Start of Block
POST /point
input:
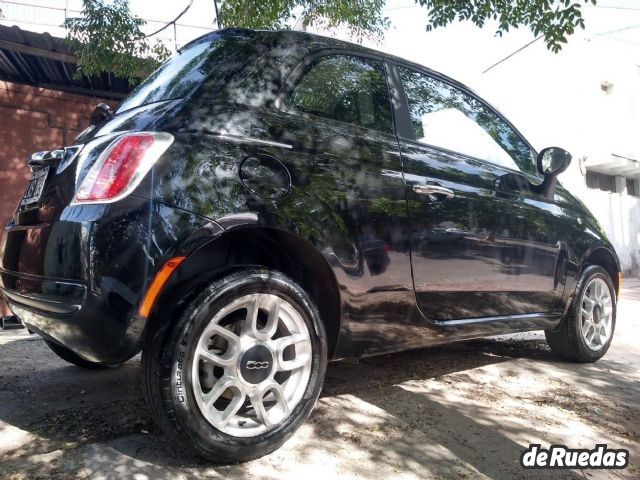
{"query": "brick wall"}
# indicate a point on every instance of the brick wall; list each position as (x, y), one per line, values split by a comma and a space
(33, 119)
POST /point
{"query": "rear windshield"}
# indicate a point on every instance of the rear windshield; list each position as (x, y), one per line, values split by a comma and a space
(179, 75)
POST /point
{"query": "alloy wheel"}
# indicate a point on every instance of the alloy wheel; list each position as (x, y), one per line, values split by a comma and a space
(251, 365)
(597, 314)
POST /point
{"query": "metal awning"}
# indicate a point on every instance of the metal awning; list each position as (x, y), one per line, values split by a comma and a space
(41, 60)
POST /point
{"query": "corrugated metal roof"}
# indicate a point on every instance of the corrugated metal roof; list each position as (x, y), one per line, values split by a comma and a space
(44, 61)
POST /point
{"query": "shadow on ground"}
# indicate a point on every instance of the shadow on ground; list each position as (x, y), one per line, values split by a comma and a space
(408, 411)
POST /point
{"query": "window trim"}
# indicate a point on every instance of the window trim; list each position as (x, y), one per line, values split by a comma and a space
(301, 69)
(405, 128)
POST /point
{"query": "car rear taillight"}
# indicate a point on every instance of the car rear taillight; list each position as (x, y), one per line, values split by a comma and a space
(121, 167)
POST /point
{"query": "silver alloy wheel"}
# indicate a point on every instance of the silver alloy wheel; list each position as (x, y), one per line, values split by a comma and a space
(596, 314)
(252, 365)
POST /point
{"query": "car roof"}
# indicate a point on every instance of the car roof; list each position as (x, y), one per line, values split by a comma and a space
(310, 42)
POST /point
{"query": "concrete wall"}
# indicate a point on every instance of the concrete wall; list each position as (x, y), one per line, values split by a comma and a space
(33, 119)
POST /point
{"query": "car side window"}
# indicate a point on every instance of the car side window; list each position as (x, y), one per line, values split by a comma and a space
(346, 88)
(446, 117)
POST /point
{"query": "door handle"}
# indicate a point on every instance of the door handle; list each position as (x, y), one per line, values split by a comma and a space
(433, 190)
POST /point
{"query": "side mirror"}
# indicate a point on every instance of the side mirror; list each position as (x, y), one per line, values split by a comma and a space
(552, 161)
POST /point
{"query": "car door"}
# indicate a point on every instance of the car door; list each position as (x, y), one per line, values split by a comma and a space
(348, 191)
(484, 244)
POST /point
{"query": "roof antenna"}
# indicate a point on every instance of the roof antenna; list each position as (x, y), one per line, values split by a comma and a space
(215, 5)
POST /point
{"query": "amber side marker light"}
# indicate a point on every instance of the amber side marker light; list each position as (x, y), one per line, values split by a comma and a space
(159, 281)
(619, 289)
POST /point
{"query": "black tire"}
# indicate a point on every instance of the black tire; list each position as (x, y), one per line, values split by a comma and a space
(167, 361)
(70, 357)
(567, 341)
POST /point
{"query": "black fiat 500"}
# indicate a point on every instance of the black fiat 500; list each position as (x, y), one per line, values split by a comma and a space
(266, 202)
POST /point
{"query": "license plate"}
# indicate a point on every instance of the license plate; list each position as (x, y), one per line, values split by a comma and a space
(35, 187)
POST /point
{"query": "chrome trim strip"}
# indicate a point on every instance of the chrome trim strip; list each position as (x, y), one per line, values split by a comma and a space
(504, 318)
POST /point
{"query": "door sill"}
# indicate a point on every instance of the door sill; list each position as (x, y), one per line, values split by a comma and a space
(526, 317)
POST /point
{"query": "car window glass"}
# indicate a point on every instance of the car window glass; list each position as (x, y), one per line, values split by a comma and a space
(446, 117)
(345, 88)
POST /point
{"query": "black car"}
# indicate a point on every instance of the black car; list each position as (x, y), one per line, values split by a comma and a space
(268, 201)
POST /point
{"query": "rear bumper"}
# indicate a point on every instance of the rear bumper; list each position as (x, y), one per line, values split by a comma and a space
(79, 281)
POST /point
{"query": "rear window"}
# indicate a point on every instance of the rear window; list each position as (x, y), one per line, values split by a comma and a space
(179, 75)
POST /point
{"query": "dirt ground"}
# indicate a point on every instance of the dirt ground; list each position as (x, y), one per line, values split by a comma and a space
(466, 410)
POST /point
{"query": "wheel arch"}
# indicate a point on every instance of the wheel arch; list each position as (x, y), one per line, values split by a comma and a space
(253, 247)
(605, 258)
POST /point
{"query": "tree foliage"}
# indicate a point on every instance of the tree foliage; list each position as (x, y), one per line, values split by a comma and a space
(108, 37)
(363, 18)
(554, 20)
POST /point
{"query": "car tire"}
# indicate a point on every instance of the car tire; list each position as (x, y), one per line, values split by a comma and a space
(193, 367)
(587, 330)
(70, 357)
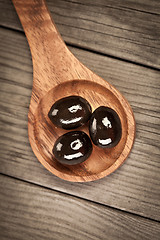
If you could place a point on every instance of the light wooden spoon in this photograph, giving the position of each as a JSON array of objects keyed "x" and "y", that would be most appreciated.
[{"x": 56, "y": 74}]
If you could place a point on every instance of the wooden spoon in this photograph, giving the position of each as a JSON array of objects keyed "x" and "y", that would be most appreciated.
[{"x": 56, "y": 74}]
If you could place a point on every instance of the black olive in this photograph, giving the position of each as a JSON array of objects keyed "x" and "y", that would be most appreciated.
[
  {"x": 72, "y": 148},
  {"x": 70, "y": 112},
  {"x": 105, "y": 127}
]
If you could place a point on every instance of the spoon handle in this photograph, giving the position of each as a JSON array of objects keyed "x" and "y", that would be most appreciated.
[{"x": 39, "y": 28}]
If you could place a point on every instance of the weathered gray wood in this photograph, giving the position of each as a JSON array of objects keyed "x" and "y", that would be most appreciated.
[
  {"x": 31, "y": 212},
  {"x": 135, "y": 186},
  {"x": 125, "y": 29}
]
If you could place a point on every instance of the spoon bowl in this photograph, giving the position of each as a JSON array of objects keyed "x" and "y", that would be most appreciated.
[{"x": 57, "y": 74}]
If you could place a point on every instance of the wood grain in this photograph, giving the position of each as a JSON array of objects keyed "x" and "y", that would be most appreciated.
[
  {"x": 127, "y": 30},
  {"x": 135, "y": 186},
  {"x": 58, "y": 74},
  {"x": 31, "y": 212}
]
End of Block
Problem statement ▸ Please retype the whole listing above word for word and drop the pictures.

Response to this exercise ▸
POST /point
input:
{"query": "brick wall"}
# indicate a point on every instance of the brick wall; list each position as (x, y), one per line, values split by a comma and a space
(33, 119)
POST /point
{"query": "rear windshield"}
# indicate a point on every instance of the rear windshield; list each position as (x, y), one per line, values split by a comma and a space
(179, 75)
POST /point
{"query": "alloy wheel"}
# indicate a point on every instance of the alloy wheel; list each position as (x, y), one per line, values split by a comma and a space
(251, 365)
(597, 314)
POST /point
{"query": "metal awning"}
# indicate a point on every instance of the metal awning; list each position as (x, y), one per line, values split by a comma and a space
(41, 60)
POST /point
{"query": "corrugated metal roof"}
# indicate a point on every instance of the corrugated metal roof; list each position as (x, y), one per line, values split by a comma and a space
(44, 61)
POST /point
{"query": "shadow on ground"}
# indicate a point on every instance of the shadow on ground; list each position as (x, y), one per line, values split by a comma and a space
(408, 411)
POST /point
{"query": "window trim"}
# indicate a point on every instance of the window trim; list each position as (x, y), one per line, values split by a comma and a space
(301, 69)
(405, 128)
POST /point
{"query": "car rear taillight"}
# indicate a point on every instance of the car rear taillight; list each position as (x, y), one per line, values split by a comma and a space
(121, 167)
POST /point
{"query": "silver alloy wheel"}
# indicate a point on every instance of the silver alloy wheel; list each position as (x, y), one per line, values split by a comma and a space
(596, 314)
(252, 365)
POST /point
{"query": "car roof"}
# indicate a point on every instance of the car roof; list each position as (x, y), one per line, values split by a comma and a space
(310, 42)
POST /point
{"query": "concrete wall"}
# indicate a point on every instance of the concrete wall; list each position as (x, y), one per line, values split by a comma and a space
(33, 119)
POST /point
{"query": "car side window"}
# indicate a point on every instance of the car side window; list each position as (x, y), one per line, values split by a comma and a space
(346, 88)
(446, 117)
POST /point
{"query": "door handle"}
# indicate a point on every instance of the door handle; list each position as (x, y), one per line, values split by a comma and a space
(433, 190)
POST /point
{"query": "side mirror"}
# indicate a point on every instance of the side mirror; list each position as (x, y), one per line, values split by a comma and a space
(552, 161)
POST /point
{"query": "car door"}
# indicate a point on every instance of the car door; list each position as (x, y), one per line, values split by a comma and a space
(348, 191)
(484, 244)
POST /point
{"query": "roof antenna"}
# indicate a point on every instance of the roof antenna; list each position as (x, y), one per line, values split by a comma and a space
(215, 5)
POST /point
{"query": "amber side marker light"}
# indicate a point on every instance of the amber side marker light; list each position as (x, y), one per line, values split by a comma and a space
(159, 281)
(619, 289)
POST /point
{"query": "black tire"}
# indicate a point on every instance of the black tire; list each position as (x, y), one per line, values split by a comma and a space
(167, 361)
(70, 357)
(567, 341)
POST /point
{"query": "black fiat 500"}
# indicate a point on every instance of the black fiat 500; list each position as (x, y), one per line, values split by a comma and a space
(266, 202)
POST /point
{"query": "license plate"}
# indicate a point on every instance of the license plate; list each position as (x, y), one per line, values split by a comma and a space
(35, 187)
POST /point
{"query": "chrome trim strip"}
# indicate a point on every instance of the chrome trim strip; list each position as (x, y), one per line, values split by a comma and a space
(504, 318)
POST /point
{"query": "door sill"}
# indicate a point on every instance of the door sill; list each position as (x, y), one per line, values split by a comma and a space
(526, 317)
POST /point
{"query": "car window glass"}
# indicate a point on every instance of the car window glass; list each position as (x, y), one per line, values split by a comma and a space
(446, 117)
(345, 88)
POST /point
{"query": "black car"}
# indicate a point on every instance of the black car; list each position as (x, y), one per line, values split by a comma and a space
(268, 201)
POST /point
{"query": "rear bumper"}
# indicate a point on every instance of the rear bumper; list each position as (x, y), one per line, values split by a comma and a space
(79, 281)
POST /point
{"query": "rear window"}
# indicate a point on every instance of the rear window; list each position as (x, y), one per line, values split by a comma and a space
(179, 75)
POST /point
{"query": "dirt ground"}
# indicate a point on every instance of the dirt ground; list each position as (x, y), one per line, values split by a comma and a space
(466, 410)
POST /point
{"query": "wheel arch"}
# indicate a point on every instance of the wheel arch; list each position as (x, y), one per line, values split by a comma and a space
(253, 247)
(605, 258)
POST /point
{"query": "tree foliage"}
# indicate a point on every instance of the tree foliage; list each position as (x, y), one per line, values split by a comma and a space
(108, 37)
(363, 18)
(554, 20)
POST /point
{"query": "car tire"}
# indicate a point on every instance of the car tire; list each position as (x, y), one per line, values split by a comma and a space
(193, 367)
(587, 330)
(70, 357)
If you could place a point on every instance of the light wooden spoon in this photograph, giving the position of each as a JSON array of objects keyed "x" and "y", that would be most appreciated.
[{"x": 56, "y": 74}]
If you could place a point on every instance of the wooden spoon in this photograph, giving the position of each as a JSON array of objects keyed "x" and "y", that would be most appreciated.
[{"x": 56, "y": 74}]
If you could place a point on every instance of the black olive in this photograph, giving the position of each as a JSON array of objects keyed "x" and "y", that would be most appreciated.
[
  {"x": 72, "y": 148},
  {"x": 70, "y": 112},
  {"x": 105, "y": 127}
]
If you could place a point on every instance of the spoon handle in this photograph, giving the position of each as a JSON array of objects keyed "x" and "y", that would be most appreciated.
[{"x": 39, "y": 28}]
If you could place a point on every instance of the weathered gray wood in this photograph, giving the position of each as a JSON array of objects keyed "x" and "y", that would be most appreciated.
[
  {"x": 31, "y": 212},
  {"x": 135, "y": 186},
  {"x": 125, "y": 29}
]
If you could place a point on every instance of the spoon bowl in this photograph, giving the position of each as a JSON array of objects keyed "x" and "y", that would be most appreciated.
[{"x": 57, "y": 74}]
If you could place a point on every instance of the wood grain in this photograph, giving the position of each as a JSON array of objects keyed "x" and "y", that would be most appreciated.
[
  {"x": 127, "y": 30},
  {"x": 135, "y": 186},
  {"x": 58, "y": 74},
  {"x": 31, "y": 212}
]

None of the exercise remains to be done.